** Begin Document **

I hope you enjoy the lesson.

So let's make a start.

Hi, everyone and welcome to this lesson on algebraic ratios under the unit ratio.

And by the end of the lesson, you'll be able to form equations from algebraic ratios and solve to find an unknown.

The keywords are variables and variables are in proportion if they have a constant multiplicative relationship.

We'll also be looking at ratio and a ratio shows the relative sizes of two or more values and allows you to compare a part with another part in a whole.

Finally, we'll be looking at factorising and to factorise is to express a term as the product of its factors.

Today's lesson will be broken into two parts.

We'll be looking at interpreting algebraic ratios first and then forming and solving equations.

So let's make a start interpreting algebraic ratios.

Now, equivalent ratios are equivalent because the proportions between parts is the same.

For example, we know two to three is equivalent to four to six.

** End Document **

→ Exercise A: Show every line of the records that contains the word "shoe". Case counts.

** Begin Supplied material **

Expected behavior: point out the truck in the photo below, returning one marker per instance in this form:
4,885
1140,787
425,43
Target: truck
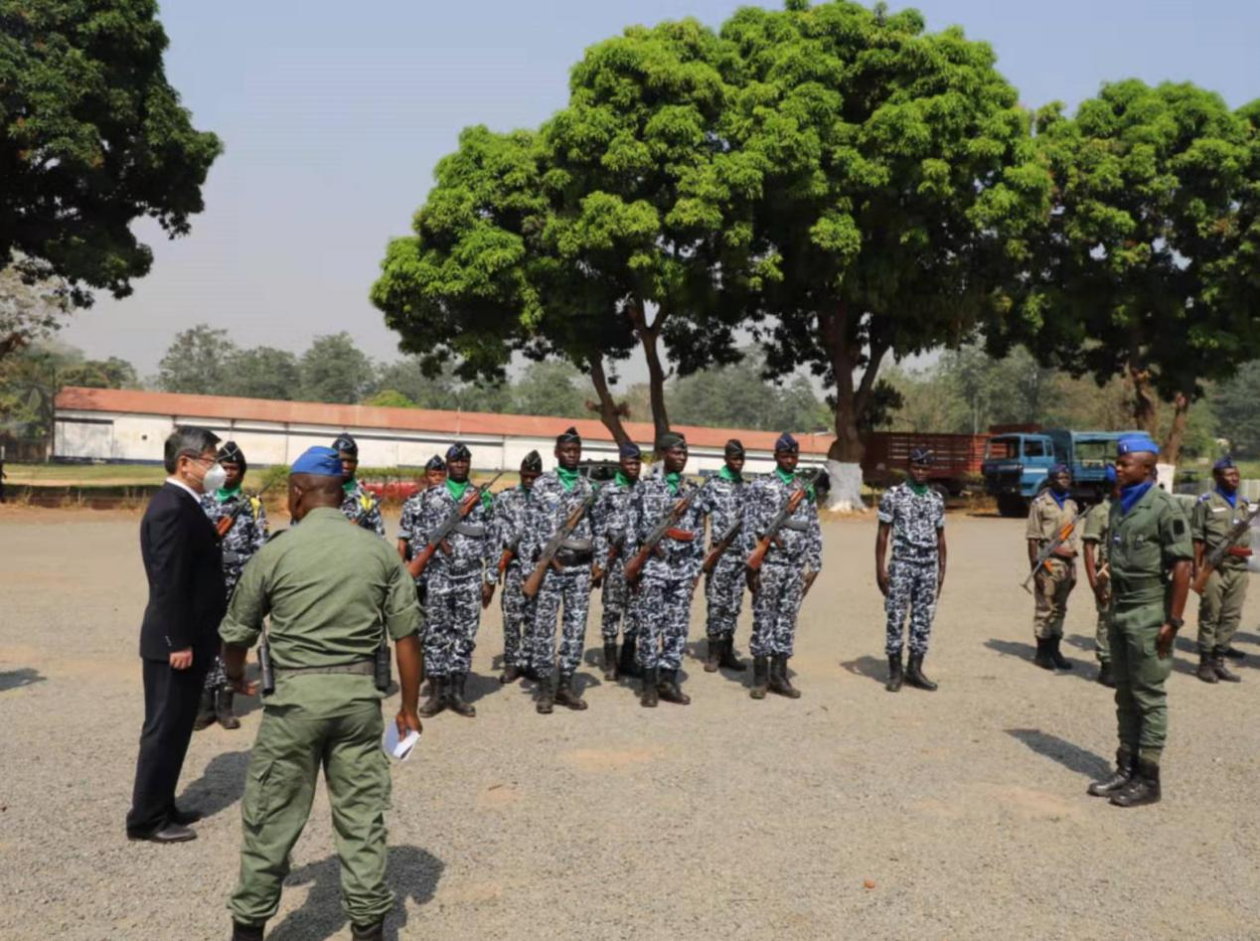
1017,465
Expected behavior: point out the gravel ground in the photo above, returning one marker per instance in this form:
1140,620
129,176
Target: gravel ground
849,813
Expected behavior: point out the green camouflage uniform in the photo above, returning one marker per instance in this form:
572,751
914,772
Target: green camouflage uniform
1145,543
1221,606
332,592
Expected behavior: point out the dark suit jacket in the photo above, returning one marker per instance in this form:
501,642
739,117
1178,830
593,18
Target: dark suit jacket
187,596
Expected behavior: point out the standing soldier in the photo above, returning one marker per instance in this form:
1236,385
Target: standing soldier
1095,547
668,578
794,559
510,510
1051,510
1220,610
723,586
915,515
567,581
334,596
1151,562
242,541
610,515
459,581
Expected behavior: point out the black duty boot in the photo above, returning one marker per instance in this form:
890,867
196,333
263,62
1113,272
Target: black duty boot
1222,672
713,654
223,698
760,677
1056,656
669,689
1105,677
779,682
1042,658
727,660
650,694
206,713
546,695
915,674
436,701
626,665
567,695
1118,779
455,697
895,675
1206,670
1142,789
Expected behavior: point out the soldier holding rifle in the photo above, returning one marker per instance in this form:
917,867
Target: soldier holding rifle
784,551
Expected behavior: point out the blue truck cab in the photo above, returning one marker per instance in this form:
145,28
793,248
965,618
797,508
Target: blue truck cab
1016,466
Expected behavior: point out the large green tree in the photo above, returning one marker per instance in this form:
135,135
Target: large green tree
92,137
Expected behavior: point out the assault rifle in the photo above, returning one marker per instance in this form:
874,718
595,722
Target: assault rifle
548,554
223,525
437,539
1217,556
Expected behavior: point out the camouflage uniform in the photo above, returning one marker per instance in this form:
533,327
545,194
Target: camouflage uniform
915,567
246,537
452,581
549,505
362,507
668,577
799,546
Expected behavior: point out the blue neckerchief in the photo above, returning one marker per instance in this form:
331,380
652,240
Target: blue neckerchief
1129,495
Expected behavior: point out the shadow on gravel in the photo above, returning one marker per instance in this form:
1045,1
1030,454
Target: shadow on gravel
1070,756
412,874
15,679
219,786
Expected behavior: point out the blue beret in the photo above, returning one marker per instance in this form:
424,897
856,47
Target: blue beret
1135,444
318,461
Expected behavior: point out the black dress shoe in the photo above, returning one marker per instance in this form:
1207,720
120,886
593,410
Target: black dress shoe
169,833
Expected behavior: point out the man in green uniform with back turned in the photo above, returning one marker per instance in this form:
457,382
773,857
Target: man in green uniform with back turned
334,593
1151,558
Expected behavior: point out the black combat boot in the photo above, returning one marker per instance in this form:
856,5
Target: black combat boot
436,701
915,674
1056,656
455,697
713,655
223,698
1042,658
1206,670
206,714
650,694
626,665
760,678
779,682
895,674
1222,672
567,695
1118,779
1142,789
669,689
727,660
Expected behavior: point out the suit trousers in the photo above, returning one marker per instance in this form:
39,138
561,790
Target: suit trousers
171,698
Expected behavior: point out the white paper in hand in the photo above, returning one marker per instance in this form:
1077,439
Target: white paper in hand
398,747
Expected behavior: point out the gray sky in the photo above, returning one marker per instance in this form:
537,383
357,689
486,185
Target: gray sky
334,115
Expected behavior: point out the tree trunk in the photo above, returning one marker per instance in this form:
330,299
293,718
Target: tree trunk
610,412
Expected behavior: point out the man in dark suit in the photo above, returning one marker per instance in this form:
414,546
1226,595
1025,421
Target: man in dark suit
179,636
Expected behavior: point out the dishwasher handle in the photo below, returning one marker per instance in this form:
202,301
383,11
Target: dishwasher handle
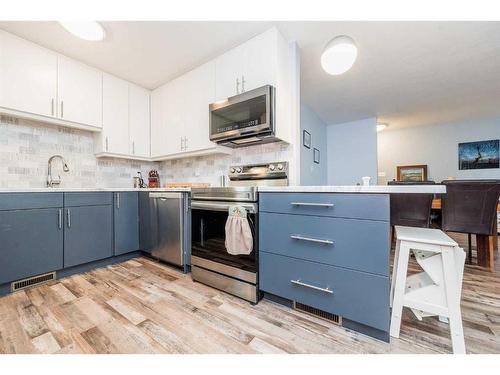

** End Supplied material **

→ Exercise B:
Answer these questions on the lesson on algebraic ratios:
(i) How many parts is today's lesson broken into?
(ii) What relationship must variables have to be in proportion?
(iii) Which ratio is given as equivalent to two to three?

→ Response A:
Expected behavior: point out the black dress shoe in the photo above, returning one marker per instance in this form:
Target: black dress shoe

→ Response B:
(i) Two parts.
(ii) A constant multiplicative relationship.
(iii) Four to six.